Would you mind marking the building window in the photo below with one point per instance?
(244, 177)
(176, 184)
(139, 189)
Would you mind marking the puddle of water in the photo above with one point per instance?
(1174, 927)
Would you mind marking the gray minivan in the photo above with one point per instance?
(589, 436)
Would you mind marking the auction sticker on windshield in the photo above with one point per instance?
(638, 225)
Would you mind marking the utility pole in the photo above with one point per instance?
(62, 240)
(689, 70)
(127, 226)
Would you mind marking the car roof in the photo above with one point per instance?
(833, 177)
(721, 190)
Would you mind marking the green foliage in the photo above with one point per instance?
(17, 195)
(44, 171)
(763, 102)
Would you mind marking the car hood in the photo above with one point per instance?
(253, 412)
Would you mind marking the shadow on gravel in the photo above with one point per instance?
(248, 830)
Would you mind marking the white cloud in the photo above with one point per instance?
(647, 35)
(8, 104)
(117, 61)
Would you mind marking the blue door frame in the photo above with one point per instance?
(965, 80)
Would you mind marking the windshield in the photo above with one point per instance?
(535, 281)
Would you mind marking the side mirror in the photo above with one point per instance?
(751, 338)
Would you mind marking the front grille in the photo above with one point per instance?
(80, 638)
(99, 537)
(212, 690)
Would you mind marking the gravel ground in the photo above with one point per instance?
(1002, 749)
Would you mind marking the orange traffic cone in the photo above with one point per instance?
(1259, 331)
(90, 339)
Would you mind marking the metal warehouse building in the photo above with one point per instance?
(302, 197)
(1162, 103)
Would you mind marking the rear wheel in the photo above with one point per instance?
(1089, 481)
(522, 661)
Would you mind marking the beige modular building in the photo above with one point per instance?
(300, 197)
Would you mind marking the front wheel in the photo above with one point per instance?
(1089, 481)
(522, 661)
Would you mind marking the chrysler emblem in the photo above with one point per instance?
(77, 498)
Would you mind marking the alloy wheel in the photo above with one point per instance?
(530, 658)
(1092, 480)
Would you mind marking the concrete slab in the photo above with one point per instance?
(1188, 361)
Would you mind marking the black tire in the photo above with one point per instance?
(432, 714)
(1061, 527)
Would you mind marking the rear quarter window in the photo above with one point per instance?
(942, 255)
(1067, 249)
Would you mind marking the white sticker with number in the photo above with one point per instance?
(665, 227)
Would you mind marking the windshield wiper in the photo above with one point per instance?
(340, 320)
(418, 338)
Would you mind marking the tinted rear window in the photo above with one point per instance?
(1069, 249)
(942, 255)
-------------------------
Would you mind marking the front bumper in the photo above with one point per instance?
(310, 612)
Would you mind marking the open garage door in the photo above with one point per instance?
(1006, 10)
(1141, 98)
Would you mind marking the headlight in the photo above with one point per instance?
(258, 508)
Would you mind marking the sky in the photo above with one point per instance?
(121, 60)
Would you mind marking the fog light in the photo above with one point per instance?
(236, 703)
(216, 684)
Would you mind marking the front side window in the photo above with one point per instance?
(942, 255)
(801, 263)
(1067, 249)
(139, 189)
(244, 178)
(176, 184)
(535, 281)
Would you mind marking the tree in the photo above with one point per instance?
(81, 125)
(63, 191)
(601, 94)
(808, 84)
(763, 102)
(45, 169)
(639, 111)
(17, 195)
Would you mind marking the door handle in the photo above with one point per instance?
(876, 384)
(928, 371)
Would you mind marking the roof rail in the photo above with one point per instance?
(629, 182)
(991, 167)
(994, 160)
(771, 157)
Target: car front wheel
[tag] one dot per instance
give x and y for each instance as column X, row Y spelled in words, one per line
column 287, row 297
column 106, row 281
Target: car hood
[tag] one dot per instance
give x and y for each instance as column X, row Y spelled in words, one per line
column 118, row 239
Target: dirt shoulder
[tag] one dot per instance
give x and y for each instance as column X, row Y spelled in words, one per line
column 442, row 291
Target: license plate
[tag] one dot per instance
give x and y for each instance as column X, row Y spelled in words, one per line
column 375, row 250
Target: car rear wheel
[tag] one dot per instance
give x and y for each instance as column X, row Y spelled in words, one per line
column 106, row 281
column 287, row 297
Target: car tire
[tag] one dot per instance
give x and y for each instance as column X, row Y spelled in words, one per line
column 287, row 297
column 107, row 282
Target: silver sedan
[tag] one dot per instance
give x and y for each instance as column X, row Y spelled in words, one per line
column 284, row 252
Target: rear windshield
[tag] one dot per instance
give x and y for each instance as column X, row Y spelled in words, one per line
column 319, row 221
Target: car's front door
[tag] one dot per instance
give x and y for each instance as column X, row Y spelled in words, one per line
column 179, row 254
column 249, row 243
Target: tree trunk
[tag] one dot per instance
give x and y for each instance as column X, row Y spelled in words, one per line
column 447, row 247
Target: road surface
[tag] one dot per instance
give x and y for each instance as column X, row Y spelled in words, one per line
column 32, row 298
-------------------------
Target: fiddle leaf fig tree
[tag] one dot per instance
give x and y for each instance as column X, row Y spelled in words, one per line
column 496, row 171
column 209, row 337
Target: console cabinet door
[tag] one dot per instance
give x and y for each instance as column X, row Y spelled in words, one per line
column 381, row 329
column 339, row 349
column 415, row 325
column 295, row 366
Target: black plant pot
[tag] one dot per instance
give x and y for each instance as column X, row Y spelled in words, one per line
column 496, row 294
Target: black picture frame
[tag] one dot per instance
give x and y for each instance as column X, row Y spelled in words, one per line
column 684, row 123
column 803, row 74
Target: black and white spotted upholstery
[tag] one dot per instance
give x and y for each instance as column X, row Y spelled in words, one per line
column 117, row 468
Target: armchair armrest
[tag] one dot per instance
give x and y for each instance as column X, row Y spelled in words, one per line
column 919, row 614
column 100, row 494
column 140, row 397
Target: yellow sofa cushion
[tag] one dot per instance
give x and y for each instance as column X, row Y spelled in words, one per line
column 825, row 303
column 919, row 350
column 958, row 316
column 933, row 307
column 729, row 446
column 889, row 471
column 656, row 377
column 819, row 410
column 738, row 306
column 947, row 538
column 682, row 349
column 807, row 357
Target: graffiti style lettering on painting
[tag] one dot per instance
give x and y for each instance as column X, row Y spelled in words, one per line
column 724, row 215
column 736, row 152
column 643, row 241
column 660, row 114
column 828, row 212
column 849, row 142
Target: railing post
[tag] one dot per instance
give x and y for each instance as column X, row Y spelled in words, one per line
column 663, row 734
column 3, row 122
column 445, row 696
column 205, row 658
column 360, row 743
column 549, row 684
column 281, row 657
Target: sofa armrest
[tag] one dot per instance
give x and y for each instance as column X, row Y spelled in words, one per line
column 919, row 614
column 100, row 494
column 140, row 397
-------------------------
• [WRITTEN EXERCISE] Rewrite everything from the line containing "Target: car's front door" down to the line containing "column 447, row 247", changing "one dot per instance" to "a single dot per instance" and leaving all else unchanged.

• [SOLUTION FOR THIS EXERCISE]
Target: car's front door
[tag] a single dot per instance
give x and y for each instance as column X, row Y spelled in words, one per line
column 179, row 254
column 249, row 243
Target: tree trunk
[tag] a single dot per instance
give x and y for each instance as column X, row Y spelled in words, one per line
column 447, row 247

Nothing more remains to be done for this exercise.